Throughout the human history, there have been innumerous mysteries of life, which weave together a web of imagination, ethics, and technical knowledge since time immemorial. In life sciences, since the early modern period, slime molds have played a similarly mysterious role. As protista, slime molds have defied scientific classification even until today. In the plasmodium state, slime molds exist collectively as social amoebas; and in laboratories, slime molds – as if they were capable of thinking – can even find hidden food within the shortest distance in an artificial maze. From the perspective of knowledge evolution, this work demonstrates potential and multiple connections between the human race and other species, including the possibilities of learning, memory, and perception, while constructing a cosmic “collective fate”—a future faced by human and non-human together. Like other forms of politics, cosmopolitics denotes interactions and negotiations among species, and involves dimensions of both the living and the non-living. “Modern” slime molds consequently constitute an apt fable: As Western modernity distinguishes metaphysically the living and the non-living, the conscious and the unconscious, while utilizing the institution of modernity to perform disenchantment of our lifeworld, perhaps slime molds and the myriads of imaginations and worldviews revolving around them (if imparting general scientific knowledge could be viewed as a way of constructing worldviews) could also be conceptualized as one of the cosmopolitical forms characterizing the place and time inhabited by us all.
In 1868, English biologist Thomas Henry Huxley named a substance that he believed to be a form of primordial matter Bathybius haeckelii. Huxley once said that, “Protoplasm, simple or nucleated, is the formal basis of all life. It is the clay of the potter: which, bake it and paint it as he will, remains clay, separated by artifice, and not by nature from the commonest brick or sun-dried clod. Thus, it becomes clear that all living powers are cognate, and that all living forms are fundamentally of one character.”
In 2019, Melmel Chen came across the peculiar species “slime mold 1.” She then made several visits to the ecological pond on the Gongguan Campus of National Taiwan Normal University, Yangmingshan, and Daxueshan to collect plasmodial slime mold, which she grew on homemade agar jelly substrates and fed with oat flakes. Once slime mold grows into plasmodia, within 20 minutes it starts to effectively carry out network-like colony-based competition, as if possessing the wisdom to calculate the most beneficial foraging path. Chen is fascinated by this tiny, beautiful, and mysterious substance. Therefore, this work explores the origins of life and the universe beginning with slime mold.
------------
WORK REQUEST A -> Duplicate, word for word, the part of the slime mold text that opens with the words containing "In 2019, Melmel" and closes with "with slime mold.".
WORK REQUEST B -> According to the slime mold text, what did Melmel Chen feed the plasmodial slime mold she grew on homemade agar jelly substrates?
------------
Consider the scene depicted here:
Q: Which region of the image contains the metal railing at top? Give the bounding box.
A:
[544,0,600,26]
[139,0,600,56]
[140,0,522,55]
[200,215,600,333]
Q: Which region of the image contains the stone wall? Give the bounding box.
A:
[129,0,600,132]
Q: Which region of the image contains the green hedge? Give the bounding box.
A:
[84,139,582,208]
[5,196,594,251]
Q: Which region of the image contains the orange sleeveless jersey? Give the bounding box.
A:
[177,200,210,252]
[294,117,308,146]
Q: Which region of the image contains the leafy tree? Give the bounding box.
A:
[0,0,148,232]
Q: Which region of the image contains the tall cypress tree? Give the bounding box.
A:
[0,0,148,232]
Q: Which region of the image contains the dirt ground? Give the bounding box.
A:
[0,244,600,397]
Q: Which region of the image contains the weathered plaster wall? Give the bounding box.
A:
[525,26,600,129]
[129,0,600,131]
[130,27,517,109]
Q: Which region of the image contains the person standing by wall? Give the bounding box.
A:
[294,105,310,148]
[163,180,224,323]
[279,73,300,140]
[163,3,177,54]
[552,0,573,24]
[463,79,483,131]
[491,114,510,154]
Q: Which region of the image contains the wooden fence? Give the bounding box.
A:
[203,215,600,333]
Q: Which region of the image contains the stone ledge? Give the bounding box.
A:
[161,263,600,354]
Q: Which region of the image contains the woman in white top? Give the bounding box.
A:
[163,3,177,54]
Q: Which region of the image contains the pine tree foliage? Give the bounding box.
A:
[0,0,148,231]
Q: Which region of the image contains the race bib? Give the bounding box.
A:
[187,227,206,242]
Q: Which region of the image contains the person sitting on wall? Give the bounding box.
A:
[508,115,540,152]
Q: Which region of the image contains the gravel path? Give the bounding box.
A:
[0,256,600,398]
------------
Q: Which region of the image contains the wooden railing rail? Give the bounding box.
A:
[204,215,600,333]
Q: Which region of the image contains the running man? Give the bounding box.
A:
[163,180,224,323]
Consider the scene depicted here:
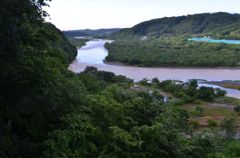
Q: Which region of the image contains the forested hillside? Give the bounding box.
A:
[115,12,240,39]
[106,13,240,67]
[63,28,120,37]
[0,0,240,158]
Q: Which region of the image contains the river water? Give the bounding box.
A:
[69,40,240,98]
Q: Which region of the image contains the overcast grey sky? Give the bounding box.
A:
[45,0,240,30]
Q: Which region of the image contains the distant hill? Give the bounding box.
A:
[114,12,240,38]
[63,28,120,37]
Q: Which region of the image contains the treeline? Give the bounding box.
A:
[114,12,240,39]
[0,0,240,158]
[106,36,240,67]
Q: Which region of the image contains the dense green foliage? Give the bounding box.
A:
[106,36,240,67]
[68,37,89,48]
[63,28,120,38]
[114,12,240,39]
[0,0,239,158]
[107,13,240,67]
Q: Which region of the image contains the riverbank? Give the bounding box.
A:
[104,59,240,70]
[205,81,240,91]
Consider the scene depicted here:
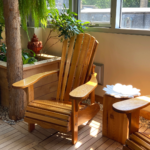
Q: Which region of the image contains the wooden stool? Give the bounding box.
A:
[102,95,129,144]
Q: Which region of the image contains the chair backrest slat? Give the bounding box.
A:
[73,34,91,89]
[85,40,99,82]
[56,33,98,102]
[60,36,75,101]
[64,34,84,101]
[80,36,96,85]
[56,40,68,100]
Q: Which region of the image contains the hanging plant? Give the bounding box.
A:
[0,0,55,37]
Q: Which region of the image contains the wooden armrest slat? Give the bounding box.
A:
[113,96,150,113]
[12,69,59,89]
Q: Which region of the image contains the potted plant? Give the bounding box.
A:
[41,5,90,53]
------------
RESULT A ->
In 2019, Melmel Chen came across the peculiar species “slime mold 1.” She then made several visits to the ecological pond on the Gongguan Campus of National Taiwan Normal University, Yangmingshan, and Daxueshan to collect plasmodial slime mold, which she grew on homemade agar jelly substrates and fed with oat flakes. Once slime mold grows into plasmodia, within 20 minutes it starts to effectively carry out network-like colony-based competition, as if possessing the wisdom to calculate the most beneficial foraging path. Chen is fascinated by this tiny, beautiful, and mysterious substance. Therefore, this work explores the origins of life and the universe beginning with slime mold.

RESULT B -> Oat flakes.